> _Information provided_
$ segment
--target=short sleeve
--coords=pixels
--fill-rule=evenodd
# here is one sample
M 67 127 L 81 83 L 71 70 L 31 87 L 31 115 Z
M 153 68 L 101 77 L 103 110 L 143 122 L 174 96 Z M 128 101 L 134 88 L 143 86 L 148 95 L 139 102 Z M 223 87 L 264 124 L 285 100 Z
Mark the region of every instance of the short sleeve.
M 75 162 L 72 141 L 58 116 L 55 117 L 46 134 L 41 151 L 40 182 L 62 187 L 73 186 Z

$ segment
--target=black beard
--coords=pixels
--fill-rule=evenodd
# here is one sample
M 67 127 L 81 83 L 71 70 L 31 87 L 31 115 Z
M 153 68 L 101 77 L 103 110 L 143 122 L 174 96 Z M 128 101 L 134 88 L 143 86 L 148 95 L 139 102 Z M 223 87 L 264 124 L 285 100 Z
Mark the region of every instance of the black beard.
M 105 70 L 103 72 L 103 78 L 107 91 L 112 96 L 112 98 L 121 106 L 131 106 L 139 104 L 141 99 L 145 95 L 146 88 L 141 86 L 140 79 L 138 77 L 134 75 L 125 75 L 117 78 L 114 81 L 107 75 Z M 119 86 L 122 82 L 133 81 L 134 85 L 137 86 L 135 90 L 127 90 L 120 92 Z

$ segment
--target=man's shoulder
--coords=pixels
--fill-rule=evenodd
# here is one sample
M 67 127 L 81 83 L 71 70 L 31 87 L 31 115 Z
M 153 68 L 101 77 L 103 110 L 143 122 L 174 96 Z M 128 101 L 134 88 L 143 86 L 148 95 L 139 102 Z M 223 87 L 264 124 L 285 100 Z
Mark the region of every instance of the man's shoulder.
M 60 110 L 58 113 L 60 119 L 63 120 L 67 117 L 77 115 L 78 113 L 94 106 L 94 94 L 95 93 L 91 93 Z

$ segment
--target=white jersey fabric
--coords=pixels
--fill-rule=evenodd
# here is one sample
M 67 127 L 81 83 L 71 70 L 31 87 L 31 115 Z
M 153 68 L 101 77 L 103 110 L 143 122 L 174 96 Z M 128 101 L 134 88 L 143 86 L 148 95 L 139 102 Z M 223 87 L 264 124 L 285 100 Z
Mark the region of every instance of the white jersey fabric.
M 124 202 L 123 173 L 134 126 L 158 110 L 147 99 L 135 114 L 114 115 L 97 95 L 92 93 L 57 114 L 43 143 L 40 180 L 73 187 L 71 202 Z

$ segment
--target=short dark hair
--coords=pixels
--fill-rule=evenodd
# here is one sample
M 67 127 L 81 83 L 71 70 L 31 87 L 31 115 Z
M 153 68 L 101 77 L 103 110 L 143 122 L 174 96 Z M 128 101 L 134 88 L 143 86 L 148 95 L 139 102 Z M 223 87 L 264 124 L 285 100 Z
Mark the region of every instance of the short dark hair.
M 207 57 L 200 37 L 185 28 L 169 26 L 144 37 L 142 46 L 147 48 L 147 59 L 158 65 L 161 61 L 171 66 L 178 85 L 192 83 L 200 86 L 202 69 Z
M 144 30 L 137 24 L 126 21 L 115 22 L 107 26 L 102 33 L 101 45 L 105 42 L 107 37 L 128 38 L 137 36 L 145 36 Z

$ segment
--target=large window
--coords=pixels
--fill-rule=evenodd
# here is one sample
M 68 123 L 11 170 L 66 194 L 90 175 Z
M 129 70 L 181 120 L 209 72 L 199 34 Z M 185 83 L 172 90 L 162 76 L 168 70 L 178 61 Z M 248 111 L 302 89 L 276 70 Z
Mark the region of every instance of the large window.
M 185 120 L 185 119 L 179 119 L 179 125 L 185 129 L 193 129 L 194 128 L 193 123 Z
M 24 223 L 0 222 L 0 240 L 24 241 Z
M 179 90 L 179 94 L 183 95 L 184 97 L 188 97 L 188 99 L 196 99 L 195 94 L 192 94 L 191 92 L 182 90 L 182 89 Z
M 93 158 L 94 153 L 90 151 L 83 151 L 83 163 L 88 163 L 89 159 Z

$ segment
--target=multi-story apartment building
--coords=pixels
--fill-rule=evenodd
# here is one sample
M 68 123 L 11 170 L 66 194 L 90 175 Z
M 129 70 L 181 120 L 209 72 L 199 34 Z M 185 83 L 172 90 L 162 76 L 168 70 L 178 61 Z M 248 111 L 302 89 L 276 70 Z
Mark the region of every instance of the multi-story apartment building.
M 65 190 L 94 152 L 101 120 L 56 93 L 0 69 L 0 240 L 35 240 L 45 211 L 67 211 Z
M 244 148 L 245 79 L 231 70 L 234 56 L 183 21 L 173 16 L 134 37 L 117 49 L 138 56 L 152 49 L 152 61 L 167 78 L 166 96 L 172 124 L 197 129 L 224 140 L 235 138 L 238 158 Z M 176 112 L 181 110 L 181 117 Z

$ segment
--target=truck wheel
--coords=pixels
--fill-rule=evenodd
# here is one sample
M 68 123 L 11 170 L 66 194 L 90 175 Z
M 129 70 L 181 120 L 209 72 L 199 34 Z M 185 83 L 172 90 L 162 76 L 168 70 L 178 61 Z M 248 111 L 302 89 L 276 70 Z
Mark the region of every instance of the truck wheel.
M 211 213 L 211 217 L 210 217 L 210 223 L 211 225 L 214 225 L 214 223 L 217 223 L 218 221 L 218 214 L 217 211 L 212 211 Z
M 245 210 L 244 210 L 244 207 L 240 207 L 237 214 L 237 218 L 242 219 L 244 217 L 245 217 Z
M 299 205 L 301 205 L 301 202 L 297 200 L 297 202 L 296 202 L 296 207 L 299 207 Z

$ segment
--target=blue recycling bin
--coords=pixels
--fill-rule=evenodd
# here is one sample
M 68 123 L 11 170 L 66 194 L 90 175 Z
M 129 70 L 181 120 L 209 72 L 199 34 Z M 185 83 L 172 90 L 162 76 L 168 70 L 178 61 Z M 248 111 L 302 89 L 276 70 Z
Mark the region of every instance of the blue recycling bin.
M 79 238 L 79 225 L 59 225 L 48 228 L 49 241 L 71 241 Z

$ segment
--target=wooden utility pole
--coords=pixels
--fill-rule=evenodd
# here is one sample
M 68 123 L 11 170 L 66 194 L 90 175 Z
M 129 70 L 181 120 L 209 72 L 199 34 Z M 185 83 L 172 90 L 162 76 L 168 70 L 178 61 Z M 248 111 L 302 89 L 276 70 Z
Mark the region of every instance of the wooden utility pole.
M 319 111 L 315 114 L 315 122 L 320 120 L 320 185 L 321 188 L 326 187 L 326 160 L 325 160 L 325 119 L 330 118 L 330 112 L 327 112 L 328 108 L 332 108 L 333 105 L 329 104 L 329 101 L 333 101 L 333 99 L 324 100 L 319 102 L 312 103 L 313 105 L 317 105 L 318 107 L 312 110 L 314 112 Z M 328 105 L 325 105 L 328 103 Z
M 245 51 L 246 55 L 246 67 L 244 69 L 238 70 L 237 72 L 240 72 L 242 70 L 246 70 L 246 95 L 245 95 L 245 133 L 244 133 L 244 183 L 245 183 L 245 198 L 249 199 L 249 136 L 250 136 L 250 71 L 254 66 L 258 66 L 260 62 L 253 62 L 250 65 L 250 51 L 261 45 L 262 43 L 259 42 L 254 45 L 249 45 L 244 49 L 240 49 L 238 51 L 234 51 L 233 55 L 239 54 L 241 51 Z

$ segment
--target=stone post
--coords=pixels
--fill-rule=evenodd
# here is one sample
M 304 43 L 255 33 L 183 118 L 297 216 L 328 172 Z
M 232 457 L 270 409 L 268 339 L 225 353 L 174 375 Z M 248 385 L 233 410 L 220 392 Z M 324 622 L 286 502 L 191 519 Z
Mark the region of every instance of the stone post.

> _Task to carry out_
Reproduce the records above, changing "region" to "area" at every occurrence and leaving everything else unchanged.

> _Response below_
$ segment
--target=short sleeve
--coords=pixels
--fill-rule=evenodd
# here is one sample
M 67 127 L 81 83 L 71 70 L 31 87 L 31 115 Z
M 153 68 L 101 77 L 103 110 L 143 122 L 174 96 Z M 128 101 L 134 88 L 143 86 L 148 95 L 139 102 Z M 223 87 L 264 124 L 285 100 Z
Mark the area of every instance of the short sleeve.
M 75 162 L 72 141 L 58 116 L 55 117 L 46 134 L 41 151 L 40 182 L 62 187 L 73 186 Z

$ segment
--target=black beard
--coords=pixels
--fill-rule=evenodd
# here is one sample
M 67 127 L 81 83 L 71 70 L 31 87 L 31 115 Z
M 153 68 L 101 77 L 103 110 L 143 122 L 174 96 Z M 128 101 L 134 88 L 143 86 L 148 95 L 139 102 Z M 223 87 L 264 124 L 285 100 Z
Mark the area of every instance of the black beard.
M 105 70 L 103 72 L 103 78 L 107 91 L 112 96 L 112 98 L 121 106 L 131 106 L 139 104 L 141 99 L 145 95 L 146 88 L 141 86 L 140 79 L 138 77 L 134 75 L 125 75 L 117 78 L 114 81 L 107 75 Z M 119 86 L 122 82 L 133 81 L 134 85 L 137 86 L 135 90 L 127 90 L 120 92 Z

$ segment
--target=man's shoulder
--coords=pixels
--fill-rule=evenodd
# here is one sample
M 67 127 L 81 83 L 71 70 L 31 87 L 31 115 Z
M 153 68 L 101 77 L 103 110 L 143 122 L 174 96 Z M 128 101 L 134 88 L 143 86 L 148 95 L 139 102 Z M 223 87 L 264 124 L 285 100 Z
Mark the area of every instance of the man's shoulder.
M 60 110 L 58 113 L 60 119 L 63 120 L 67 117 L 77 115 L 78 113 L 94 106 L 94 94 L 95 93 L 91 93 Z

$ segment
--target=white jersey fabric
--coords=pixels
--fill-rule=evenodd
# here is one sample
M 67 127 L 81 83 L 71 70 L 31 87 L 31 115 Z
M 153 68 L 101 77 L 103 110 L 143 122 L 174 96 Z M 128 101 L 134 88 L 143 86 L 148 95 L 139 102 Z M 223 87 L 264 124 L 285 100 Z
Mark the area of every instance of the white jersey fabric.
M 124 202 L 123 173 L 134 126 L 158 110 L 147 99 L 135 114 L 114 115 L 97 95 L 92 93 L 57 114 L 43 143 L 40 180 L 73 187 L 71 202 Z

$ segment
--target=short dark hair
--coords=pixels
--fill-rule=evenodd
# here is one sample
M 67 127 L 81 83 L 71 70 L 31 87 L 31 115 Z
M 153 68 L 101 77 L 103 110 L 143 122 L 174 96 Z M 128 101 L 134 88 L 143 86 L 148 95 L 139 102 Z M 223 87 L 264 124 L 285 100 Z
Mark the area of every instance of the short dark hair.
M 207 57 L 200 37 L 185 28 L 169 26 L 144 37 L 142 46 L 147 48 L 147 59 L 158 65 L 161 61 L 171 66 L 178 85 L 192 83 L 200 86 L 202 69 Z
M 144 30 L 137 24 L 126 21 L 115 22 L 107 26 L 102 33 L 101 45 L 105 42 L 107 37 L 128 38 L 137 36 L 145 36 Z

$ segment
--target=large window
--coords=pixels
--fill-rule=evenodd
# here is one sample
M 68 123 L 11 170 L 66 194 L 90 175 Z
M 129 70 L 181 120 L 209 72 L 199 34 Z M 185 83 L 172 90 L 162 76 L 168 70 L 178 61 Z M 248 111 L 302 89 L 276 70 Z
Mark the area of every instance of the large window.
M 185 120 L 185 119 L 179 119 L 179 125 L 185 129 L 193 129 L 194 128 L 193 123 Z
M 24 223 L 0 222 L 0 240 L 24 241 Z
M 179 90 L 179 94 L 183 95 L 184 97 L 188 97 L 188 99 L 196 99 L 195 94 L 192 94 L 191 92 L 182 90 L 182 89 Z
M 93 158 L 94 153 L 90 151 L 83 151 L 83 163 L 88 163 L 89 159 Z

$ segment
--target=multi-story apartment building
--coords=pixels
--fill-rule=evenodd
# here is one sample
M 68 123 L 11 170 L 66 194 L 90 175 Z
M 129 70 L 181 120 L 209 72 L 199 34 Z M 185 83 L 172 90 L 162 76 L 168 70 L 178 61 Z M 248 111 L 302 89 L 276 70 Z
Mark the area of every instance of the multi-story apartment building.
M 65 190 L 94 152 L 101 120 L 56 93 L 0 69 L 0 240 L 35 240 L 45 211 L 67 211 Z
M 244 148 L 245 79 L 231 70 L 234 56 L 183 21 L 173 16 L 134 37 L 117 49 L 138 56 L 152 49 L 152 61 L 167 78 L 166 96 L 172 124 L 197 129 L 224 140 L 235 138 L 238 158 Z M 176 112 L 181 110 L 181 117 Z

$ segment
--target=truck wheel
--coords=pixels
--fill-rule=evenodd
# here is one sample
M 68 123 L 11 170 L 66 194 L 90 175 Z
M 129 70 L 181 120 L 209 72 L 199 34 Z M 185 83 L 172 90 L 162 76 L 168 70 L 178 61 Z M 248 111 L 302 89 L 276 70 Z
Mark the area of every instance of the truck wheel.
M 211 213 L 211 217 L 210 217 L 210 223 L 211 225 L 214 225 L 214 223 L 217 223 L 218 221 L 218 214 L 217 211 L 212 211 Z
M 245 210 L 244 210 L 244 207 L 240 207 L 237 214 L 237 218 L 242 219 L 244 217 L 245 217 Z
M 299 205 L 301 205 L 301 202 L 297 200 L 297 202 L 296 202 L 296 207 L 299 207 Z

$ segment
--target=blue recycling bin
--coords=pixels
--fill-rule=evenodd
# here is one sample
M 68 123 L 11 170 L 66 194 L 90 175 Z
M 129 70 L 181 120 L 209 72 L 199 34 Z M 185 83 L 172 90 L 162 76 L 168 70 L 178 61 Z M 248 111 L 302 89 L 276 70 Z
Mark the area of every instance of the blue recycling bin.
M 79 238 L 79 225 L 59 225 L 48 228 L 49 241 L 71 241 Z

$ segment
--target=wooden utility pole
--coords=pixels
--fill-rule=evenodd
# here is one sample
M 68 123 L 11 170 L 66 194 L 90 175 Z
M 129 70 L 181 120 L 209 72 L 199 34 Z M 185 83 L 172 90 L 162 76 L 168 70 L 178 61 Z M 248 111 L 302 89 L 276 70 Z
Mark the area of every instance of the wooden utility pole.
M 319 111 L 315 114 L 315 122 L 320 120 L 320 185 L 321 188 L 326 187 L 326 160 L 325 160 L 325 119 L 330 118 L 330 112 L 327 112 L 328 108 L 332 108 L 333 105 L 329 104 L 329 101 L 333 101 L 333 99 L 324 100 L 319 102 L 312 103 L 313 105 L 317 105 L 318 107 L 312 110 L 314 112 Z M 328 105 L 325 105 L 328 103 Z
M 245 51 L 246 55 L 246 67 L 244 69 L 238 70 L 237 72 L 240 72 L 242 70 L 246 70 L 246 95 L 245 95 L 245 133 L 244 133 L 244 183 L 245 183 L 245 198 L 249 199 L 249 136 L 250 136 L 250 71 L 254 66 L 258 66 L 260 62 L 253 62 L 250 65 L 250 51 L 261 45 L 262 43 L 259 42 L 254 45 L 249 45 L 244 49 L 240 49 L 238 51 L 234 51 L 233 55 L 239 54 L 241 51 Z

$ segment
--target=stone post
--coords=pixels
--fill-rule=evenodd
# here is one sample
M 304 43 L 255 33 L 183 118 L 297 216 L 328 172 Z
M 232 457 L 270 409 L 268 339 L 225 353 L 174 375 Z M 248 385 L 233 410 L 220 392 Z M 324 622 L 286 502 L 191 519 Z
Mark the area of every instance of the stone post.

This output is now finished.